__Exercise passage__:
Given the applicant’s averment that there was no co-operation from her deceased husband’s relatives, can it be said that the applicant had no remedy. To me the applicant could have applied for a court order to compel them to co-operate laying down sufficient facts of her customary marriage, her relationship with the deceased and perhaps interaction with the deceased’s family. Alternatively, a DNA test can still prove paternity. Not only that, the applicant can take the child’s birth certificate in her own name so as not to prejudice the child and upon conclusive tests being made regarding the child’s paternity, the father’s name can be endorsed. In essence there are alternative remedies available to the applicant.
In S v Mhlungu 1995 (3) SA 867 (CC) at p 895 D-E the judge stated as follows:
“I would lay it down as a general principle that where it is possible to decide any case, civil or criminal without reaching a constitutional issue, that is the course which should be followed.”
These sentiments were echoed in S v Dhlamini 1999 (4) SA 623 (CC) at p 648 A, where the court made it clear that “as a matter of judicial policy constitutional issues are generally to be considered only if and when it is necessary to do so.”
It cannot therefore be said that this issue could not have been dealt with outside the constitutional purview. There are remedies under civil law which could be pursued without the escalation of the issue to a constitutional platform.
Due to the foregoing, I find that there is nothing unconstitutional about s 12 (2) (c) of the Births and Deaths Registration Act [Chapter 5:02]. The provision is not ultra vires the Constitution. As the applicant brought the application in a bid to protect her child’s interests, such an attempt cannot be said to be vexatious. In that regard, there shall be no order as to costs.
On that basis, the application is dismissed with no order as to costs.

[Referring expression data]
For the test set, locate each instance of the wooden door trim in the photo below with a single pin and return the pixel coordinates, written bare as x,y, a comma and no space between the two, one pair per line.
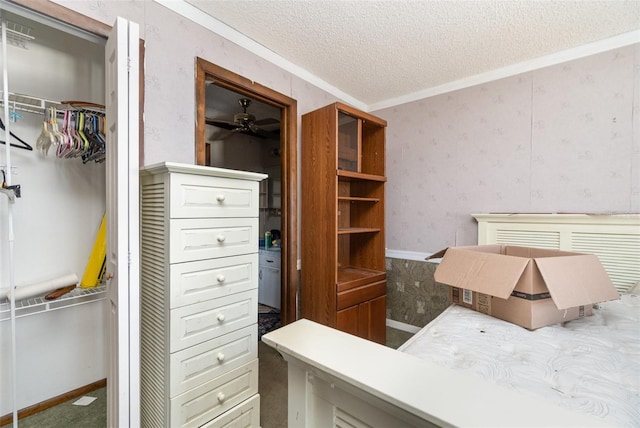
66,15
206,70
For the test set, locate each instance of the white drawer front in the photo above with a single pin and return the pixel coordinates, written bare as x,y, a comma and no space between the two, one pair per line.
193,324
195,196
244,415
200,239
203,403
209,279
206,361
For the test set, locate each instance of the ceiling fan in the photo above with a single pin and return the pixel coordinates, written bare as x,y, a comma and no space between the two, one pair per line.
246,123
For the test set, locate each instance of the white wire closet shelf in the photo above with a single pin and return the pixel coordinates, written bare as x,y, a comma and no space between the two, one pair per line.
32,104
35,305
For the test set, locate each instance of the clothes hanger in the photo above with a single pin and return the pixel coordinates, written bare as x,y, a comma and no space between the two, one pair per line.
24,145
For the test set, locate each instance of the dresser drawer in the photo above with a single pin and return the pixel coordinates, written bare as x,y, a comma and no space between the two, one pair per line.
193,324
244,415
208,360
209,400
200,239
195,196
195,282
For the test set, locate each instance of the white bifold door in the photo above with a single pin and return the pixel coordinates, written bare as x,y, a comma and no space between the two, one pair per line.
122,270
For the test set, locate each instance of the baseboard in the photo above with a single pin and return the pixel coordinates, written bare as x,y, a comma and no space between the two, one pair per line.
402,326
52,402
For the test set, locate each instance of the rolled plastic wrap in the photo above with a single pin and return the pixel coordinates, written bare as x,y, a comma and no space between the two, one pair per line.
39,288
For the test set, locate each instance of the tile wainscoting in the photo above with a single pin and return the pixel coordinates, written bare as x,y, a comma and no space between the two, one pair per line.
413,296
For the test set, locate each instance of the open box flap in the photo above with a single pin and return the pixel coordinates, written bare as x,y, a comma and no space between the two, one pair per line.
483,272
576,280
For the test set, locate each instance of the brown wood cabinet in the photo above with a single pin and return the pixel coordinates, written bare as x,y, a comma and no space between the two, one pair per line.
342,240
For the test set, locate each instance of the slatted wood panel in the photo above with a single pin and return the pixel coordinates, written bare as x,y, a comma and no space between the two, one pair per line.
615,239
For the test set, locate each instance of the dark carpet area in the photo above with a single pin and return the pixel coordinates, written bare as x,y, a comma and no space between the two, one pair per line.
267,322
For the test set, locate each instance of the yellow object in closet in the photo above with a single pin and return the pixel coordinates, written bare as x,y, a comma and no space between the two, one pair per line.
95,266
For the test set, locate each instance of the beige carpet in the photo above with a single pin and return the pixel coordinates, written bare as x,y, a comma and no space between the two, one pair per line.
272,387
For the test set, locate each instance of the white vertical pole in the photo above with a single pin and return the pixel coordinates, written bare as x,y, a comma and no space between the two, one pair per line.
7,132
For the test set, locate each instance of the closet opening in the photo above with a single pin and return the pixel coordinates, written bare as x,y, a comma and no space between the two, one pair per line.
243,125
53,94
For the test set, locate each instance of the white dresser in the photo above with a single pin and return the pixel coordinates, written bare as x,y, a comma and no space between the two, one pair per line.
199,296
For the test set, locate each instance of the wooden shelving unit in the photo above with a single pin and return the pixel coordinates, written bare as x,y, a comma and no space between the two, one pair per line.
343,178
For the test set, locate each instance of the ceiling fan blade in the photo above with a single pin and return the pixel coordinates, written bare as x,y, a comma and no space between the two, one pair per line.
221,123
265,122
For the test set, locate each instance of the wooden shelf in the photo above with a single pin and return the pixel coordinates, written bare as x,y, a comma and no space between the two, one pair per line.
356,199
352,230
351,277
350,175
==
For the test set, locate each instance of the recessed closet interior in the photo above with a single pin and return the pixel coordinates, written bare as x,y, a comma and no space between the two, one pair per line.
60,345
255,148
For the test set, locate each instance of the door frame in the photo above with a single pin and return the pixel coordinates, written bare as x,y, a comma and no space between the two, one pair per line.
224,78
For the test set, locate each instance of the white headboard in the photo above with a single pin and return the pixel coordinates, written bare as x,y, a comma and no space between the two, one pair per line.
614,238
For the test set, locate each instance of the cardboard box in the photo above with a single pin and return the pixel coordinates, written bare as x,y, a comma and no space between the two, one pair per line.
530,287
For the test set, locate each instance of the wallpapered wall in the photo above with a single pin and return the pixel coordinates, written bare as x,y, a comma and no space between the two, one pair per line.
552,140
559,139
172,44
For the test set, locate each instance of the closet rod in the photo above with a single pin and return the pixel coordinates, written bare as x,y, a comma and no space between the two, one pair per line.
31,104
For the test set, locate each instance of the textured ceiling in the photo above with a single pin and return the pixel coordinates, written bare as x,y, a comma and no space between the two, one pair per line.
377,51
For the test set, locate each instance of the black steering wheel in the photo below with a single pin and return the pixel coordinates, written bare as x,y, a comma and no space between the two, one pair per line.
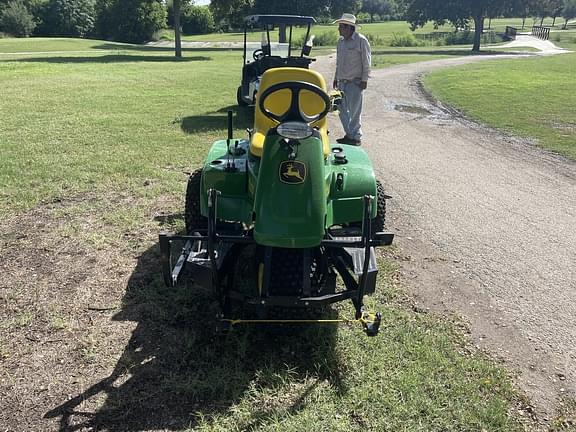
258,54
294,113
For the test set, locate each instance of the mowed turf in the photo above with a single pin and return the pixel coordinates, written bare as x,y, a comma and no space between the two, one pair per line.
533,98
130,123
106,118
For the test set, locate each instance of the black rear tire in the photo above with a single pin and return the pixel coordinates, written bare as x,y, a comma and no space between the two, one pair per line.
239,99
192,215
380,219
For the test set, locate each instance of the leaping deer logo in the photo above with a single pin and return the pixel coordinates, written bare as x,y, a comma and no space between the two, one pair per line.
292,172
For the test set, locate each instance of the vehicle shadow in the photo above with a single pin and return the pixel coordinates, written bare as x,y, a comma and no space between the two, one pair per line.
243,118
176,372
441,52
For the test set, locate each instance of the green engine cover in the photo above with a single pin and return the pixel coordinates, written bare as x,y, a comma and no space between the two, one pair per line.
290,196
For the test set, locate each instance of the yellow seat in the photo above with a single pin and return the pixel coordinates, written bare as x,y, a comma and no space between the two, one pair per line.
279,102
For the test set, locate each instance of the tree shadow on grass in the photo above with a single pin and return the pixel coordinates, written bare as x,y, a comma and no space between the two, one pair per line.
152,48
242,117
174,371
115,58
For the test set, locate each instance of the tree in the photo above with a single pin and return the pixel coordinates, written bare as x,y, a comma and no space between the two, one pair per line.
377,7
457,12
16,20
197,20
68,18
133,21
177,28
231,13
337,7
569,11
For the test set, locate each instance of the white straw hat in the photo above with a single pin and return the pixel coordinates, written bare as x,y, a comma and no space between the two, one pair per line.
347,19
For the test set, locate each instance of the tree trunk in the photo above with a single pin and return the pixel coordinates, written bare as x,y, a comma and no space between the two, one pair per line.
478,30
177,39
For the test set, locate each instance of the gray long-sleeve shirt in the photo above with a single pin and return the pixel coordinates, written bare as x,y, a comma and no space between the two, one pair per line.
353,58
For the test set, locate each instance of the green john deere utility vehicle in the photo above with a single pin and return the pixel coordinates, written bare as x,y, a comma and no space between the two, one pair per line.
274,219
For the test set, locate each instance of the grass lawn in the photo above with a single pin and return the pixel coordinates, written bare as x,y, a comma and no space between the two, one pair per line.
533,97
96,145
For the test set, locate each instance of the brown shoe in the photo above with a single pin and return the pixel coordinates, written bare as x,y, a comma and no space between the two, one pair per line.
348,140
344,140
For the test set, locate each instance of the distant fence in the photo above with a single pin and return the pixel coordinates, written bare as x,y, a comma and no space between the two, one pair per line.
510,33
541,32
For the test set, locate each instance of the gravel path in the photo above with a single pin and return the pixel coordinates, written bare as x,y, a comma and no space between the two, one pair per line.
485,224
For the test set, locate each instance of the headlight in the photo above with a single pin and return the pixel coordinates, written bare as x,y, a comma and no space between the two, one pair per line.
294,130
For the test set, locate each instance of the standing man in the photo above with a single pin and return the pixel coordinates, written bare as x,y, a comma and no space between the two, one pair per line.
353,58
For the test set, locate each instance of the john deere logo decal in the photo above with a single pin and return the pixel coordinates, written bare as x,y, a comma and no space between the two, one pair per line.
--
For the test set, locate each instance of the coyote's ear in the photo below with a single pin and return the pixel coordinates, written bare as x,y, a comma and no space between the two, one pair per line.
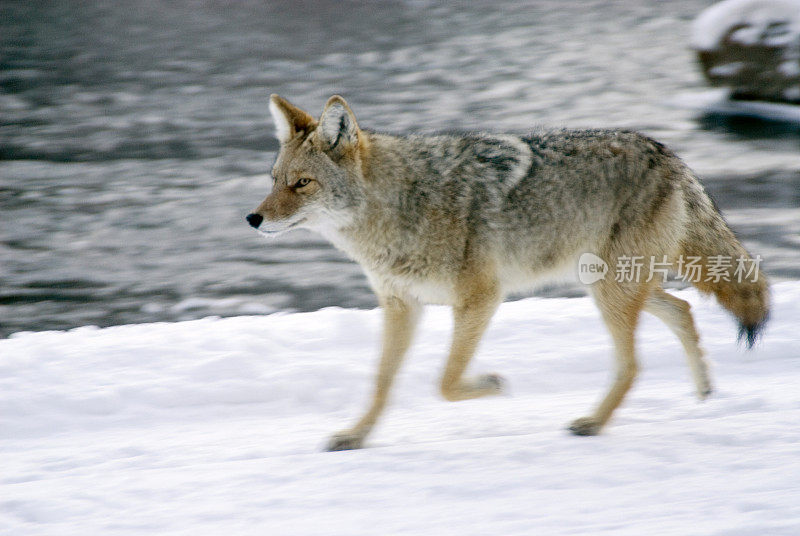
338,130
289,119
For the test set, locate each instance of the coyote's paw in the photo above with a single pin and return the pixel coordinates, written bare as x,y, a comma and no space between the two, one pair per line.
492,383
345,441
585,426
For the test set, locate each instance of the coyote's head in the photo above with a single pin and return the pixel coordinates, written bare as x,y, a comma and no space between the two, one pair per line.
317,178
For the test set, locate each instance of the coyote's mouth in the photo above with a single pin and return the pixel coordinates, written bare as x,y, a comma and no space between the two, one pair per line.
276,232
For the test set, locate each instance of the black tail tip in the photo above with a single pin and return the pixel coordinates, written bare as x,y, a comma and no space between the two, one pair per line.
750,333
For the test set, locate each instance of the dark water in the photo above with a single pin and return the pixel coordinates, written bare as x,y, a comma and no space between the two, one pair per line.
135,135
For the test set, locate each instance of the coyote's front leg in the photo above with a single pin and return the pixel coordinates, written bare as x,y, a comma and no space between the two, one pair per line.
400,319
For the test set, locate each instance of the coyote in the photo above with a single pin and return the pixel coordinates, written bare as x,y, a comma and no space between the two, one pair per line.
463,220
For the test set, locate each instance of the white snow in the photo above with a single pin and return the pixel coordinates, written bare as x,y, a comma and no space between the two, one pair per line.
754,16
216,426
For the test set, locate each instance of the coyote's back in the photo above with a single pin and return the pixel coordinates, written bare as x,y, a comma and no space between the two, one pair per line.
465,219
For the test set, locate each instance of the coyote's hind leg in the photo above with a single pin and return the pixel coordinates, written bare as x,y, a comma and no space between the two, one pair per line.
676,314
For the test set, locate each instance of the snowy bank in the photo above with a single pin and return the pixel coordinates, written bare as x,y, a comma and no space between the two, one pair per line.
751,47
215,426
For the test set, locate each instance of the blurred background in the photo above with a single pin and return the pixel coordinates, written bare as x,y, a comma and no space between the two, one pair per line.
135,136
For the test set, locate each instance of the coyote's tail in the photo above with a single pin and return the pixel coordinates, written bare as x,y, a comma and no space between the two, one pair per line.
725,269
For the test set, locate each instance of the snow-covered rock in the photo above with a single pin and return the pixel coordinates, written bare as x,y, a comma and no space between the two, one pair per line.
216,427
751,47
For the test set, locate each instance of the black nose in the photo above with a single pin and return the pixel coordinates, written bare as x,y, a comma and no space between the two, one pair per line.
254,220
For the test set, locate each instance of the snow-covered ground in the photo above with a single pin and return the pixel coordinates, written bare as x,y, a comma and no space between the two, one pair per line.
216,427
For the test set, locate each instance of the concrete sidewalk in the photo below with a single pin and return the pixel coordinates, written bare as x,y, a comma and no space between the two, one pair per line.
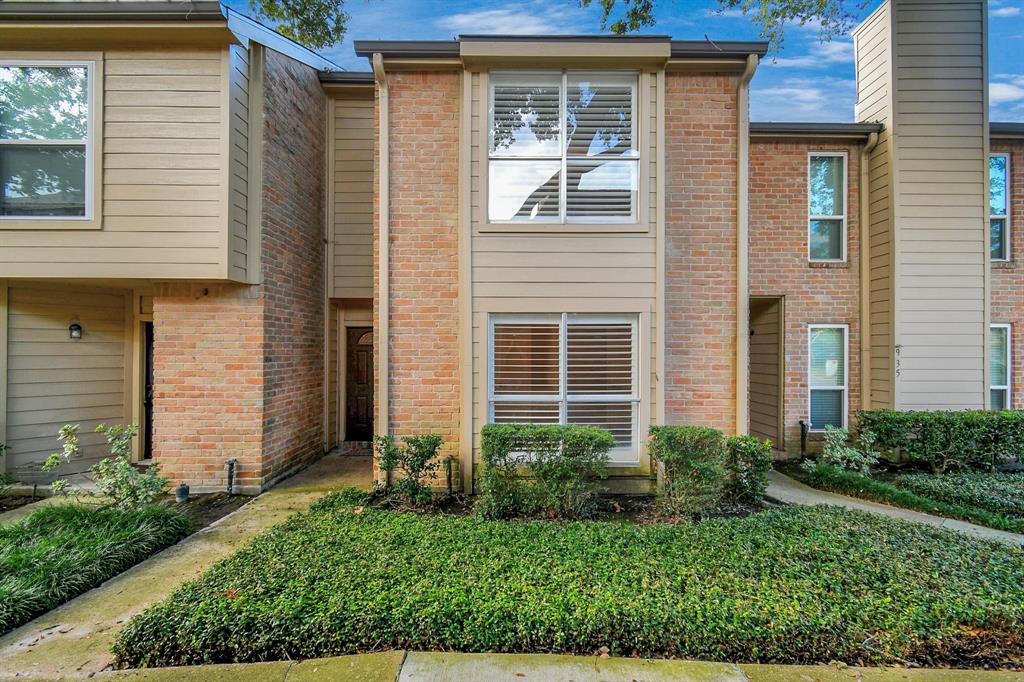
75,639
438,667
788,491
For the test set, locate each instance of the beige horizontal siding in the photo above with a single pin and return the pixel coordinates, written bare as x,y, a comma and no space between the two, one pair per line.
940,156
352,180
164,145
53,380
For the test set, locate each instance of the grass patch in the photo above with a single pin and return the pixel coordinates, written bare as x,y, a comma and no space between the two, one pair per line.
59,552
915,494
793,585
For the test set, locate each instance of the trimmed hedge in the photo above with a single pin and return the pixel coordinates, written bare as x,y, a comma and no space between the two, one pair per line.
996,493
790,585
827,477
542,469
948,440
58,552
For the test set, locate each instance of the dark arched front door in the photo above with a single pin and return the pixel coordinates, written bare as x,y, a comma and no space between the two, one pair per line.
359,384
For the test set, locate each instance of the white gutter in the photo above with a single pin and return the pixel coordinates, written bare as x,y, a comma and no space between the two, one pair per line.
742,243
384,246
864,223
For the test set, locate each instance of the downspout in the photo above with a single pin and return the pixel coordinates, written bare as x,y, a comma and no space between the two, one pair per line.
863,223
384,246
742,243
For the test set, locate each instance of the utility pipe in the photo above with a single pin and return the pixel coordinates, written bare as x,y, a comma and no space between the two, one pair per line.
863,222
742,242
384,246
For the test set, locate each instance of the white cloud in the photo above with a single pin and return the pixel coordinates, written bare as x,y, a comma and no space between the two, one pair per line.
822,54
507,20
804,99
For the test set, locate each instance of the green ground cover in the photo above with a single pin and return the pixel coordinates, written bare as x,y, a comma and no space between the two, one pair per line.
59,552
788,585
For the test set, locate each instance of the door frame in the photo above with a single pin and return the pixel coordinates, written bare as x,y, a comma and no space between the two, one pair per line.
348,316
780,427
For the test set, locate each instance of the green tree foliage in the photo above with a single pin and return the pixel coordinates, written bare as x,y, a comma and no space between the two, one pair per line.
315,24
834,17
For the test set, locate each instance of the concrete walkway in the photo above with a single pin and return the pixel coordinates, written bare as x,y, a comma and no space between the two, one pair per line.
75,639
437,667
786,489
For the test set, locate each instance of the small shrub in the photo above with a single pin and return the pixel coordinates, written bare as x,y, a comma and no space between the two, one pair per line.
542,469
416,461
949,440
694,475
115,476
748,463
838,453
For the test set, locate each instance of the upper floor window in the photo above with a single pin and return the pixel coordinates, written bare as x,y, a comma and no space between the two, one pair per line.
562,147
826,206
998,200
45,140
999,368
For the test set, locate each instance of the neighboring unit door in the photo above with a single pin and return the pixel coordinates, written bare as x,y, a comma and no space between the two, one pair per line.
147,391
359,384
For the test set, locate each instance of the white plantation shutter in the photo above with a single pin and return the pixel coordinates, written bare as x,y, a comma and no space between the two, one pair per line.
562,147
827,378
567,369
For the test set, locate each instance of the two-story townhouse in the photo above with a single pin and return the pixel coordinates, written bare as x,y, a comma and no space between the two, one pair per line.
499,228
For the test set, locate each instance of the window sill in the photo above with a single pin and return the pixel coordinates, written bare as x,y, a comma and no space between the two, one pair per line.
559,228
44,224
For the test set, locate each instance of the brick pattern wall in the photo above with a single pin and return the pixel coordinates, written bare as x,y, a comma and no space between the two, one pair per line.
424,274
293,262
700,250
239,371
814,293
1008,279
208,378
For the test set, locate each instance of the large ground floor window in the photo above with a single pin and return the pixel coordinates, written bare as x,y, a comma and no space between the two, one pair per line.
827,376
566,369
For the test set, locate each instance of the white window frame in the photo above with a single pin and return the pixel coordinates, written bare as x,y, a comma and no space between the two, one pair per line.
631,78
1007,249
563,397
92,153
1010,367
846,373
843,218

__Required tasks__:
1) Answer these questions about the judgment excerpt:
(a) Which case does the judge quote first, and at which page?
(b) Which provision does the court find is not unconstitutional?
(c) What does the excerpt say can still prove paternity?
2) Summarize the judgment excerpt in two sentences.
3) In the judgment excerpt, give the part from "It cannot therefore" down to "be no order as to costs." again, renaming "civil law" as "private law".

__Answers for each item__:
1)
(a) S v Mhlungu 1995 (3) SA 867 (CC), at p 895 D-E.
(b) Section 12 (2) (c) of the Births and Deaths Registration Act [Chapter 5:02].
(c) A DNA test.

2) The court holds that the applicant had alternative civil remedies, such as a court order compelling her deceased husband's relatives to co-operate or a DNA test to prove paternity, so the issue did not need to be raised to a constitutional platform. It finds nothing unconstitutional about s 12 (2) (c) of the Births and Deaths Registration Act and dismisses the application, making no order as to costs because the application was not vexatious.

3)
It cannot therefore be said that this issue could not have been dealt with outside the constitutional purview. There are remedies under private law which could be pursued without the escalation of the issue to a constitutional platform.
Due to the foregoing, I find that there is nothing unconstitutional about s 12 (2) (c) of the Births and Deaths Registration Act [Chapter 5:02]. The provision is not ultra vires the Constitution. As the applicant brought the application in a bid to protect her child’s interests, such an attempt cannot be said to be vexatious. In that regard, there shall be no order as to costs.